■ Directions:
A - Print the part of the SELinux text between "When an SELinux" and "from observed denials.", inclusive, copying it exactly.
B - Report, word for word, each line of the records that contains the string "window".

■ Text section:

Linux has two main MAC frameworks.

SELinux, developed by the NSA and the Red Hat community, is powerful and comprehensive. It labels every file, process, and network port with a security context and enforces rules written in a policy language. Fedora and RHEL enable SELinux in enforcing mode by default. Its reputation for being difficult to configure is partly justified (the policy language is complex), but most of the time you are using pre-built policies for common services, and you only need to know a few commands:

getenforce              # Enforcing, Permissive, or Disabled
sudo setenforce 0       # temporarily switch to permissive
sestatus                # status
ls -Z                   # show SELinux contexts on files
ps -Z                   # show contexts on processes
sudo restorecon -Rv /var/www    # reset contexts to policy defaults

When an SELinux policy denies something, look at /var/log/audit/audit.log or run sudo ausearch -m avc. Tools like audit2allow can generate policy patches from observed denials.

■ Items:

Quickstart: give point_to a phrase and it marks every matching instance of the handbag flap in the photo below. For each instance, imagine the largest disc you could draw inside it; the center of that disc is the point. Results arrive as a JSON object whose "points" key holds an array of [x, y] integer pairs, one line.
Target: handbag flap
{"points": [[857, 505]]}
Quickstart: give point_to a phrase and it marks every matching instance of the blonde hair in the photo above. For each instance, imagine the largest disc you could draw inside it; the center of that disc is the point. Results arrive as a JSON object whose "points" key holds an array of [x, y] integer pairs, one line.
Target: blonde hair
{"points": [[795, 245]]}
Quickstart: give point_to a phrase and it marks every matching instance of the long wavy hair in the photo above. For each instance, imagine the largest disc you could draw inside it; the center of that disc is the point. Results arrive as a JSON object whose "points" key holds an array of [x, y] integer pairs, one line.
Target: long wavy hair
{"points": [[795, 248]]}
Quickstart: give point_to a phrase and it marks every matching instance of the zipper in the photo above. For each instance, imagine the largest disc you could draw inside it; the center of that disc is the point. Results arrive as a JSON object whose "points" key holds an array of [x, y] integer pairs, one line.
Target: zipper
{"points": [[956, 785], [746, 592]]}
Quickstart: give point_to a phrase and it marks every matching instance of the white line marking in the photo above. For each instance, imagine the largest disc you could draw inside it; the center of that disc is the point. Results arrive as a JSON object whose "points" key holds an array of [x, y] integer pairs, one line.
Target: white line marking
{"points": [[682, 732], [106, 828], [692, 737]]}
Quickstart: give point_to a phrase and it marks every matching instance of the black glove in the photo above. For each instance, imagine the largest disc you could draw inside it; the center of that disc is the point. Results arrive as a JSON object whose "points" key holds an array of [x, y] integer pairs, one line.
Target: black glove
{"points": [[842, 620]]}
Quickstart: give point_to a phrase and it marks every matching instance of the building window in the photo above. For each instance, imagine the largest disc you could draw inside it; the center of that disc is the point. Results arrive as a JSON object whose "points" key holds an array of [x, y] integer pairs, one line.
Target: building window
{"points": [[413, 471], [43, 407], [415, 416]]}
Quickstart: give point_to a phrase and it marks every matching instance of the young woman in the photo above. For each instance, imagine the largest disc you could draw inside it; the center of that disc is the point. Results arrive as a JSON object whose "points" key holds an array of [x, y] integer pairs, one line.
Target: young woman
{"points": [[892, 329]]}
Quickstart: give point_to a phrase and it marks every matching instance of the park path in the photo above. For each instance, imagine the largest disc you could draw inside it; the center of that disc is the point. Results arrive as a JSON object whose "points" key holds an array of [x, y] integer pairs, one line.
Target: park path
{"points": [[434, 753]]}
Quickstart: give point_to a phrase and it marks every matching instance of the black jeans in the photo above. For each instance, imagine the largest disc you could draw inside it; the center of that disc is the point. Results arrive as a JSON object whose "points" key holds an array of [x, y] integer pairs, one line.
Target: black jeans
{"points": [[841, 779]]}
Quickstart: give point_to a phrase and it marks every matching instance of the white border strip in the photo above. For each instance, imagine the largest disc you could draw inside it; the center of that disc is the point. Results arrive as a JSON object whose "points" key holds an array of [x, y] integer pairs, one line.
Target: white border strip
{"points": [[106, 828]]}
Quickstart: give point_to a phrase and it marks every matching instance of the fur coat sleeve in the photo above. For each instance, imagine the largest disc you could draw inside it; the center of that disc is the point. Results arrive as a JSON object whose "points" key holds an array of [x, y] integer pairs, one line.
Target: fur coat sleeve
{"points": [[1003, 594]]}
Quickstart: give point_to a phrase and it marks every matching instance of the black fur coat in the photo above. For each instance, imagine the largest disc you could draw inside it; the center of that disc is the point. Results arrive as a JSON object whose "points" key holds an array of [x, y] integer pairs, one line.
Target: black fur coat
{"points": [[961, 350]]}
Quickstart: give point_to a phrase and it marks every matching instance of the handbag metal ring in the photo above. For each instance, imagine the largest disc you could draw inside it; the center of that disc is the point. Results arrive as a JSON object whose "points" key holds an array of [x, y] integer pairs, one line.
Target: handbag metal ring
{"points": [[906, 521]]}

■ Task results:
A -
When an SELinux policy denies something, look at /var/log/audit/audit.log or run sudo ausearch -m avc. Tools like audit2allow can generate policy patches from observed denials.

B -
Quickstart: give point_to a phrase and it marks every matching instance of the building window in the photo above. For each instance, imagine the largest disc you could draw inside it; the center of that disc is the point. Results arrive as a JSON object whose "points" key holds an array of [x, y] integer pairs, one line.
Target: building window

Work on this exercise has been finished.